** BEGIN **
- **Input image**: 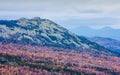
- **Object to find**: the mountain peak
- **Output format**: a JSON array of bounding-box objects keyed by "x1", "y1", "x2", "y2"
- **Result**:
[
  {"x1": 32, "y1": 17, "x2": 41, "y2": 20},
  {"x1": 0, "y1": 17, "x2": 110, "y2": 49}
]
** END **
#### WHAT YOU SHOULD DO
Rewrite the items above, swapping "mountain peak" for "summit" and keeping everything else the same. Leave the pictures out.

#### ANSWER IN FULL
- **Input image**: 
- **Object to find**: the summit
- **Output format**: a JSON array of bounding-box objects keyed by "x1", "y1", "x2", "y2"
- **Result**:
[
  {"x1": 32, "y1": 17, "x2": 41, "y2": 20},
  {"x1": 0, "y1": 17, "x2": 110, "y2": 49}
]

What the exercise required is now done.